Exactly reproduce the lines that follow.

***** Dataset excerpts *****

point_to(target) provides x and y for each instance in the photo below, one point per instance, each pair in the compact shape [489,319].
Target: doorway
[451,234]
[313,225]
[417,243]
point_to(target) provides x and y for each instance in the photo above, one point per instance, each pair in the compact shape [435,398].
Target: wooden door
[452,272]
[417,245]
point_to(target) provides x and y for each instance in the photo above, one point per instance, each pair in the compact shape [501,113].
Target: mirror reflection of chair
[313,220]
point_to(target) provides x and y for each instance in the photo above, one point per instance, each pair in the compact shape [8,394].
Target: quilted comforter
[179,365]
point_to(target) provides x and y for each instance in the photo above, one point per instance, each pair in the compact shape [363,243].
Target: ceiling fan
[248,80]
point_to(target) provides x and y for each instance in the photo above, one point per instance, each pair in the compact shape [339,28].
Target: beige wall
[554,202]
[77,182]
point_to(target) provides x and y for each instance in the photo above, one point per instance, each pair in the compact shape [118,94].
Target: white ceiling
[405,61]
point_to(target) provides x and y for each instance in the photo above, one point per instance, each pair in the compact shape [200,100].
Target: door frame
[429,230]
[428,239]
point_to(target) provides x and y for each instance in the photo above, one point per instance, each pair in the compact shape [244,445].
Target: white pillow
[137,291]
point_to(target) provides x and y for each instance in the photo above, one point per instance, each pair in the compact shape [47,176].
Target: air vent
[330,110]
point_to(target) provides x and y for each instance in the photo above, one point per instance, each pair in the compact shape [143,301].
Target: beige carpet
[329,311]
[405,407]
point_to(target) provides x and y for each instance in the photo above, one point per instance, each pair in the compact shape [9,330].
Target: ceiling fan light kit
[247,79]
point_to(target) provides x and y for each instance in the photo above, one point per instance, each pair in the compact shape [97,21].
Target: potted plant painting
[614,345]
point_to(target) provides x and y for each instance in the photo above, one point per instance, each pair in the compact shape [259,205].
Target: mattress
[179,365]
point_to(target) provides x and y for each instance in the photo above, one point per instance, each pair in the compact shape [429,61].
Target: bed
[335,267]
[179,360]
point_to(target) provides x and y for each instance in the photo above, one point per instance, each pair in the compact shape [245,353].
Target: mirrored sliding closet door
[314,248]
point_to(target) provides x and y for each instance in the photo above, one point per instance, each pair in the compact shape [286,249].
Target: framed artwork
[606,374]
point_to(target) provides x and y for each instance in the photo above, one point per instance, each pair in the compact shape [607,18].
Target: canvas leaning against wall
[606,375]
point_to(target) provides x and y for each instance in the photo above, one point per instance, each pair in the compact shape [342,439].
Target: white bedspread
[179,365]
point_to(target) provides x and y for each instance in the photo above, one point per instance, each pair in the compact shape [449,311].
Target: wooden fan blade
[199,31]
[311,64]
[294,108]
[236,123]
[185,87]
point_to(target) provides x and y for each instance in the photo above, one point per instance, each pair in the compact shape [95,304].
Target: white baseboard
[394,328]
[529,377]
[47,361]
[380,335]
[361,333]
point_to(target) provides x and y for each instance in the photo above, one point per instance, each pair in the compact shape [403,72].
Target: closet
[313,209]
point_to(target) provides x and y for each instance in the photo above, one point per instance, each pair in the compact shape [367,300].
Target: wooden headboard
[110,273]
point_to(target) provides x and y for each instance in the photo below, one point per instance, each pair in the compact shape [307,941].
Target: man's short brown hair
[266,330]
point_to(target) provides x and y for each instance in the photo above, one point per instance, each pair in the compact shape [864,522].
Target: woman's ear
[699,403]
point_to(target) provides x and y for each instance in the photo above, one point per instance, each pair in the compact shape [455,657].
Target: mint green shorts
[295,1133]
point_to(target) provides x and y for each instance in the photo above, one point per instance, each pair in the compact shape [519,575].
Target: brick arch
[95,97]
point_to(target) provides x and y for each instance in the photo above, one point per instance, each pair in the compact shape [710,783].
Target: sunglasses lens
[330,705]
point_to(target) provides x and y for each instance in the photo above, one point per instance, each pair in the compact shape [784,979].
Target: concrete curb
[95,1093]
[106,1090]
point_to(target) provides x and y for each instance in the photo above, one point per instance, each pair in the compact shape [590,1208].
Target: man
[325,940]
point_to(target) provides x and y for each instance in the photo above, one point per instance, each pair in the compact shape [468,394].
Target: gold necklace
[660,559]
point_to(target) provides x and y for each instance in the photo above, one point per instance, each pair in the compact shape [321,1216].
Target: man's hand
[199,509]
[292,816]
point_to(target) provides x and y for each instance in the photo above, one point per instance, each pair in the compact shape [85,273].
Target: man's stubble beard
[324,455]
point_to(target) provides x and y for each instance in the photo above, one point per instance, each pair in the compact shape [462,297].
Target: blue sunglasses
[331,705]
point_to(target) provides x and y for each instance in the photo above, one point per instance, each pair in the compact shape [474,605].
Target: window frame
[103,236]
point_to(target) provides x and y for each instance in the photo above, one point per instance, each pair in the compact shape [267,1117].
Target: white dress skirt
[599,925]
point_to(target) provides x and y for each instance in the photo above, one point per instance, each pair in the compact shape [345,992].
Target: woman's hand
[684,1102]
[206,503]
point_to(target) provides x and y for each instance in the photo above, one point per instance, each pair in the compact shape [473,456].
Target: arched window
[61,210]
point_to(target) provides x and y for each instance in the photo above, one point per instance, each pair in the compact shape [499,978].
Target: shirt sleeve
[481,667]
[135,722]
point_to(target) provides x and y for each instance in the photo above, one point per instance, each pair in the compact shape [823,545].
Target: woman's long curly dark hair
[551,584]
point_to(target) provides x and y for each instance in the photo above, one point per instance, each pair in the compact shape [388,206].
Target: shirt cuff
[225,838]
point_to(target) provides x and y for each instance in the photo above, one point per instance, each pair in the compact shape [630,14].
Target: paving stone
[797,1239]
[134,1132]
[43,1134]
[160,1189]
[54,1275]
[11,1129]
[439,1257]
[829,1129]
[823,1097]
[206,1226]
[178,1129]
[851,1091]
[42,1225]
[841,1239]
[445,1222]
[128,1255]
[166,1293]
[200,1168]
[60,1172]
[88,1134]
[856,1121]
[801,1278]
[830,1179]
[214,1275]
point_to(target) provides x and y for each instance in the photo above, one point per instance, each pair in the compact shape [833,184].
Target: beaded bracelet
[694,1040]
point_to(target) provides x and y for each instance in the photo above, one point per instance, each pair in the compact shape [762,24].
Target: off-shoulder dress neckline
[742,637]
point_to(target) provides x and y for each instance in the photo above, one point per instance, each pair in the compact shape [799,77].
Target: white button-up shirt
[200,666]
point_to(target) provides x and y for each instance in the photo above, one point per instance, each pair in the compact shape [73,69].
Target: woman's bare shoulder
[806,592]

*****

### Exercise output
point_to(target) provides x and y for each instance in the photo below, one point per instance, each pair in the compact shape [489,319].
Target: doorway
[451,234]
[313,225]
[417,243]
point_to(target) provides x and y for each instance in the photo above, one point per instance, each pair in the compact shape [435,398].
Target: wooden door
[452,272]
[417,245]
point_to(target) provides x and y for each instance in the photo above, one point per instance, each pair in the compact shape [501,113].
Target: mirror reflection of chair
[313,220]
point_to(target) provides x and y for each instance in the photo above, one point per instance, each pair in the compact shape [8,394].
Target: quilted comforter
[179,365]
point_to(target) provides x and y for each instance in the photo above, one point per instance, each pair in the compact shape [363,243].
Target: ceiling fan
[248,80]
point_to(target) provides x and y for each instance in the photo above, one point per instance, each pair in the compact shape [339,28].
Target: beige wall
[554,202]
[77,182]
point_to(target) provides x and y for each instance in the photo above, one point per instance, each pair in the compact shape [118,94].
Target: white ceiling
[405,61]
point_to(target) provides x and y for each instance in the photo above, one point per instance, each pair in the compact shape [200,100].
Target: door frame
[429,230]
[428,239]
point_to(target) provides x and y for each instance in the photo above, one point per instance, each pair in the compact shape [244,445].
Target: white pillow
[137,291]
point_to(target) provides x and y for each instance in the photo above, one point per instance, each pair in the compact shape [47,176].
Target: air vent
[330,110]
point_to(target) provides x and y for each instance in the photo above, one point per instance, each pair in the compact shape [143,301].
Target: beige carpet
[329,311]
[405,407]
point_to(target) provides x and y for each instance in the photo above, one point per instance, each pair in the compact shape [9,330].
Target: ceiling fan light kit
[247,79]
point_to(target) provides x and y for each instance in the photo above, one point per instance, each pair in the compact shape [97,21].
Target: potted plant painting
[614,345]
point_to(target) provides x and y for each instance in the photo above, one point per instance, each pair in the compact shape [259,205].
Target: mattress
[179,365]
point_to(target) provides x and y for each instance in the photo above, one point per instance, each pair in the compact shape [429,61].
Target: bed
[335,267]
[179,360]
point_to(target) provides x and y for each instance in the photo above, one point per instance, each pair in the compact shape [245,353].
Target: mirrored sliding closet door
[314,248]
point_to(target) provides x and y for each instance in the photo above, one point per instance, each pair in the compact shape [286,249].
Target: framed artwork
[606,374]
point_to(target) provides x and y for each instance in the photo above, one point per instance, each pair in the compact shape [607,18].
Target: canvas leaning against wall
[606,375]
point_to(target) provides x and y for each instance in the photo above, one point per instance, each pair in the compact shape [342,439].
Target: white bedspread
[179,365]
point_to(target) provides x and y for each instance in the photo above, one point per instance, each pair in the compact shape [449,311].
Target: wooden fan blade
[199,31]
[311,64]
[294,108]
[236,123]
[185,87]
point_to(target) provides x and y for each instance in the photo above, one point per instance, each pair in the compact shape [95,304].
Target: white baseboard
[394,328]
[529,377]
[47,361]
[380,335]
[361,333]
point_to(target) provides x and y for each instance in the photo above, one point per instance, each pair in the compact shape [403,72].
Target: closet
[313,209]
point_to(target) provides x and y for each instance in the photo above, one point per instance, each pair in the compact shape [367,300].
Target: wooden headboard
[110,273]
point_to(target) provides x and y for each instance in the photo below, one point per instance, each pair in the compact shape [307,941].
Target: man's short brown hair
[266,330]
point_to(target) provides x and y for each instance in the photo above, one point per instance, each pair in the compact shape [864,522].
Target: woman's ear
[699,403]
point_to(target) provides x and y for each instance in the photo above, one point per instance, each pair in the compact shape [455,657].
Target: mint green shorts
[295,1133]
point_to(target) provides x and y for each instance in the photo above, one point per instance, each pair in the compact shape [519,575].
Target: brick arch
[95,97]
point_to(target) provides x and y for each instance in the photo above, one point per instance, each pair in the compact shape [710,783].
Target: sunglasses lens
[330,705]
point_to(target) provides x and y for each instance in the photo above, one point per instance, each pair in the compact shape [784,979].
Target: concrete curb
[95,1093]
[106,1090]
point_to(target) provides x and y for each instance in the photo above, one point per instance, each pair in the compact shape [590,1208].
Target: man
[325,940]
point_to(target) provides x and y for each instance in the photo above, one point per instance, each pair in the compact shape [468,394].
Target: gold necklace
[660,559]
point_to(target) provides x and y for each instance in the photo above, one point per instance, each pair in the compact shape [321,1216].
Target: man's hand
[199,509]
[292,816]
point_to(target) provides x and y for each instance in the photo above, one point per instance, each pair in the compact shape [85,273].
Target: man's stubble beard
[324,455]
point_to(target) provides x and y for each instance in the photo above, one point per instance, each pair in the compact shape [462,297].
Target: blue sunglasses
[331,705]
point_to(target) provides x and y for each instance in the photo above, one point per instance, each pair in the compact shape [474,605].
Target: window frame
[103,236]
point_to(target) provides x and y for each instance in the photo above, one point per instance, each pair in the compact shape [267,1117].
Target: white dress skirt
[599,925]
point_to(target) provides x and y for each instance in the photo above, one point per instance, each pair in the compact shape [345,992].
Target: woman's hand
[684,1102]
[206,503]
point_to(target) provides x and y for each instance in the photo above, one point per instance, each pair in the compact shape [473,456].
Target: arched window
[61,210]
point_to(target) provides x and y for each instance in the photo above, one point per instance, each pair in the compact shape [499,978].
Target: shirt sleeve
[481,667]
[135,722]
point_to(target) provides x and y for each instance in the photo above, one point per instance, each pair in the compact shape [823,545].
Target: woman's long curly dark hair
[551,584]
point_to(target) provides x and y for each instance in the photo above, one point per instance, each pair in the compact shape [388,206].
Target: shirt cuff
[225,838]
point_to(target) provides x and y for each instance in the photo above, one point per instance, each pair in the compact shape [630,14].
Target: paving stone
[797,1239]
[134,1132]
[43,1134]
[160,1189]
[54,1275]
[11,1129]
[439,1257]
[829,1129]
[823,1097]
[206,1226]
[178,1129]
[851,1091]
[42,1225]
[841,1239]
[445,1222]
[128,1255]
[166,1293]
[200,1168]
[60,1172]
[88,1134]
[856,1121]
[801,1278]
[830,1179]
[214,1275]
point_to(target) provides x and y for each instance in the photo above, one point per instance, each pair in the compact shape [833,184].
Target: beaded bracelet
[694,1040]
point_to(target) provides x and y for each instance in the photo above, one point per instance, each pair in the compact shape [762,24].
Target: off-shoulder dress neckline
[742,637]
point_to(target) provides x and y for each instance in the photo above, one point per instance, each pair in the compact shape [799,77].
Target: white button-up shirt
[200,666]
point_to(target) provides x and y for each instance in the photo above, one point per instance, each pair in the compact shape [73,69].
Target: woman's bare shoulder
[806,592]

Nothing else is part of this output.